## Obiettivi
a: Risponda alle seguenti domande sull'intervista sulla Liegi.
(i) Quanti secondi posti ha ottenuto Francesco l'anno scorso?
(ii) Quale corsa aveva disputato pochi giorni prima della Liegi?
(iii) In quale gara contro corridori World Tour si è classificato quarto?
b: Completi il seguito dell'intervista sulla Liegi, riprendendo subito dopo l'ultima domanda riportata.

## Brano da leggere
+ + +
Francesco, iniziamo allora dalla Liegi, che, possiamo confermarlo, è stata la tua prima vittoria in assoluto?

Sì, sì, è stata la prima dopo tanti piazzamenti.

Non riuscire a vincere, soprattutto negli anni da junior, era diventato un assillo o una sorta di maledizione da sconfiggere?Considerando che ormai prima si inizia a vincere e più facile è passare avanti

Sì, già da juniores secondo anno avevo fatto un bel po’ di piazzamenti. Mancava solo la vittoria e continuavo a cercarla, era diventato quasi un peso. Soprattutto l’anno scorso, quando ho fatto nove secondi posti, iniziavo a chiedermi cosa sbagliavo, magari tatticamente. Alla fine però sai che è solo questione di tempo e che prima o poi arriverà, e alla Liegi è finalmente arrivata una bella vittoria“.

Raccontaci un po’ allora il finale di quella corsa, come ti sentivi in gara?

Era una corsa che puntavo già da tempo con la squadra, per cui ci tenevo ad arrivare bene. Pochi giorni prima avevo corso la Freccia del Brabante e avevo fatto parecchia fatica, per cui in partenza sentivo che la gamba non era quella giusta. Ho aspettato di vedere come sarebbe cambiata la situazione, e già da metà gara in poi cominciavo a sentirmi meglio. Nel finale dopo la Redoute ho visto che stavo tranquillamente coi primi, per cui ho preso un po’ più di confidenza. Ho cercato comunque di non strafare, perché le energie non erano tantissime e non era il caso di sprecarle attaccando, anche perché in questo tipo di corse la differenza non si fa facilmente e si tende ad arrivare in un gruppetto di quindici corridori. Sapevo di essere veloce, me la sono giocata nel modo giusto e sono riuscito a fare una bella volata“.

Ti ha dato più fiducia e consapevolezza la vittoria in una corsa under importante con tutti i migliori o il quarto posto alla Muscat Classic contro dei corridori World Tour?

Un po’ l’insieme delle due cose. Non ho mai dubitato più di tanto delle mie capacità, però magari adesso ho un po’ più di consapevolezza, soprattutto della Liegi, che è una vittoria importante tra gli under 23. Magari il risultato in Oman mi dà buoni segnali per il futuro, ma per il presente sicuramente la Liegi“.

Hai avuto spesso l’occasione di correre con i più esperti della formazione World Tour della Intermarché, come Meintjes o Taaramae. Tra le corse e il ritiro, chi ti ha dato i consigli migliori?
+ + +
[Voci di dati]
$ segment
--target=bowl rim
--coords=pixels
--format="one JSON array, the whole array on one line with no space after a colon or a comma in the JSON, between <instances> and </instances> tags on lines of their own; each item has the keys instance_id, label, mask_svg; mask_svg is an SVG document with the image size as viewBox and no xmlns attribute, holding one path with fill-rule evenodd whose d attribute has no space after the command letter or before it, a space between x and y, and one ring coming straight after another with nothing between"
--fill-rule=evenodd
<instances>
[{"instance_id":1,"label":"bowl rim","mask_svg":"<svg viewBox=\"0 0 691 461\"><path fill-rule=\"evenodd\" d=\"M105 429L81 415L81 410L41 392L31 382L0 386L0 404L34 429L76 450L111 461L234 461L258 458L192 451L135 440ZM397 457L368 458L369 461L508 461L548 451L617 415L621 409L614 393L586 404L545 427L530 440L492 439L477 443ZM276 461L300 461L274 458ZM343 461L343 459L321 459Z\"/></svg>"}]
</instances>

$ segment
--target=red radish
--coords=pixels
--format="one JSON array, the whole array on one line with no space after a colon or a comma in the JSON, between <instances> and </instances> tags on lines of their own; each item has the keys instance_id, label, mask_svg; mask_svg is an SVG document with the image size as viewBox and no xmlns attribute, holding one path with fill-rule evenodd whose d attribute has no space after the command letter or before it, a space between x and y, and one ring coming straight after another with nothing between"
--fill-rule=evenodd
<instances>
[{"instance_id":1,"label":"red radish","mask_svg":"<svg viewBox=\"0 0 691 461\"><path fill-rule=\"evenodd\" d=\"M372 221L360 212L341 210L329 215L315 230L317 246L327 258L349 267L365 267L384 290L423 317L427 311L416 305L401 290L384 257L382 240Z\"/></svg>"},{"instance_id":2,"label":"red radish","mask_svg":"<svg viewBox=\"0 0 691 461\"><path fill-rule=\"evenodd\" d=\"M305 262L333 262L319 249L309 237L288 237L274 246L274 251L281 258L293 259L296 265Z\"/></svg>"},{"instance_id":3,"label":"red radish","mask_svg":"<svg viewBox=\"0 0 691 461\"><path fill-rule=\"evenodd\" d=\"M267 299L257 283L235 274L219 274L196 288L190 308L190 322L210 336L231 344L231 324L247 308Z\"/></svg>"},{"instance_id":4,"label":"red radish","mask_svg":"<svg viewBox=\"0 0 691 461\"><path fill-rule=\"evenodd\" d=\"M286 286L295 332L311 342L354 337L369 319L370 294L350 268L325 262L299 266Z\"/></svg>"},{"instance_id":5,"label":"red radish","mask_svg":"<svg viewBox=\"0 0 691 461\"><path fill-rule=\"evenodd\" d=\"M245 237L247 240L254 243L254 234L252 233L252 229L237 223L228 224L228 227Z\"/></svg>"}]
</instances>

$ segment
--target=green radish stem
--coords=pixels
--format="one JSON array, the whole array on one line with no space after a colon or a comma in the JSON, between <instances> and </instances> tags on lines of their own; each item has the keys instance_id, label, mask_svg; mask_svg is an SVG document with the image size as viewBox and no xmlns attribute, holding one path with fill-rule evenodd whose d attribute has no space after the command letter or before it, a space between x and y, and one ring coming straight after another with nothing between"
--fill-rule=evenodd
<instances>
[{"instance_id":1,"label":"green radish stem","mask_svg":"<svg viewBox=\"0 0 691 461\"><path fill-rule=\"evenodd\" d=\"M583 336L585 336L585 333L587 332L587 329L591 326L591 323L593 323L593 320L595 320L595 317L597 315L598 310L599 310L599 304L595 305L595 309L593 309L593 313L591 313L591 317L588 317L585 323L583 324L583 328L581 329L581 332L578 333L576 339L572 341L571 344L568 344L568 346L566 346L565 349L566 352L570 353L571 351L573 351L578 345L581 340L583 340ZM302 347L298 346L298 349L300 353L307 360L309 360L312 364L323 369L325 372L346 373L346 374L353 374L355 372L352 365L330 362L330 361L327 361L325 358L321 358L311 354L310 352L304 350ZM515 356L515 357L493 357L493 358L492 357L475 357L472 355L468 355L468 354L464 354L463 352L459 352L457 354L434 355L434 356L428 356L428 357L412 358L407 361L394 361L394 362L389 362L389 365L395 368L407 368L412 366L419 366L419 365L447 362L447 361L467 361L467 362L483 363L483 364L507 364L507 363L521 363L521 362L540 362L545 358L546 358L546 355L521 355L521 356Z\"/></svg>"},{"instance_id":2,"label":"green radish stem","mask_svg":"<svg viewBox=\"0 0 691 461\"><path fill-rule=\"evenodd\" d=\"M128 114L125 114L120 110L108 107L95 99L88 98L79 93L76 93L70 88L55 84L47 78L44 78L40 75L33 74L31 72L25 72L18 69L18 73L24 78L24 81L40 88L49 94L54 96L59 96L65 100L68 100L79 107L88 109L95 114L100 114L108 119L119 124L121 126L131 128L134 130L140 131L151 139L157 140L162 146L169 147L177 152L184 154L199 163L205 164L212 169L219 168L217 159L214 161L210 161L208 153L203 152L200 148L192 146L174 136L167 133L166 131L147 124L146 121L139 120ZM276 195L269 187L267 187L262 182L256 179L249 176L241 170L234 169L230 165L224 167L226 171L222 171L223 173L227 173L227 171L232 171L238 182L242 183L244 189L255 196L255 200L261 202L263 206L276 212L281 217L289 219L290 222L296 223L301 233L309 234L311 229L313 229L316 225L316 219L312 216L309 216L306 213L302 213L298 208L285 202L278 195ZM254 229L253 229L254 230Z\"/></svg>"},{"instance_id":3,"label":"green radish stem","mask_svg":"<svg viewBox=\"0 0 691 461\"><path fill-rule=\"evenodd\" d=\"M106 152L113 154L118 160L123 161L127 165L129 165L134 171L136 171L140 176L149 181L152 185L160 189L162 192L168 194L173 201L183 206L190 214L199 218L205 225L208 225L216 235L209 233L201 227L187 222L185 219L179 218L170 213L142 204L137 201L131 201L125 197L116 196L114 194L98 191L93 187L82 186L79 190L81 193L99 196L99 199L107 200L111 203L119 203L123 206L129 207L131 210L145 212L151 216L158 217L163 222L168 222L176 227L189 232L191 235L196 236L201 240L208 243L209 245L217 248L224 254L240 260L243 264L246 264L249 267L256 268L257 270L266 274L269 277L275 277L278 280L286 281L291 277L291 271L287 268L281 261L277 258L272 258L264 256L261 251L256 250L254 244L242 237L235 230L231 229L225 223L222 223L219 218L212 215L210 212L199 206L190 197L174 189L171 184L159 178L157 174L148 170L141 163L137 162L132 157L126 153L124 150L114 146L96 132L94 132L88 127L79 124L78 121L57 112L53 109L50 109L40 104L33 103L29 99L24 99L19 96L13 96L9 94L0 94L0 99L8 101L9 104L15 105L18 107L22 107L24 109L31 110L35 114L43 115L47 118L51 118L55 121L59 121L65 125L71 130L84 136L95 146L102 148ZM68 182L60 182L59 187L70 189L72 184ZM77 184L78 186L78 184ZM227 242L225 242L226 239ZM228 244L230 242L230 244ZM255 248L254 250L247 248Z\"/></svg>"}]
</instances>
+ + +
## Compiti svolti
a:
(i) Nove.
(ii) La Freccia del Brabante.
(iii) La Muscat Classic.

b:
Ho avuto spesso l’occasione di essere in camera con Simone Petilli, che è stato seguito in passato dal mio stesso preparatore. Oltre ad avere questa cosa in comune, è una brava persona e un bravo compagno di squadra, che si mette sempre a disposizione per dare consigli. E poi anche Rui Costa spesso mi ha dato consigli riguardo alle tattiche in gara. Abbiamo corso insieme a febbraio alla Faun-Ardèche e alla Drôme Classic, e dato che dovevo lavorare per lui se sbagliavo qualcosa me lo diceva. Ma mi ha detto anche di continuare così perché vedeva che stavo andando bene“.

Francesco Busatto insieme a Rui Costa
(© cyclingmedia_agency, da twitter @intermarcheCW)

Quest’anno per te è arrivato il passaggio dalla General Store alla Circus ReUZ Technord, la squadra development della Intermarché. Cosa è cambiato in particolare, sia a livello di preparazione che di ambiente interno al team?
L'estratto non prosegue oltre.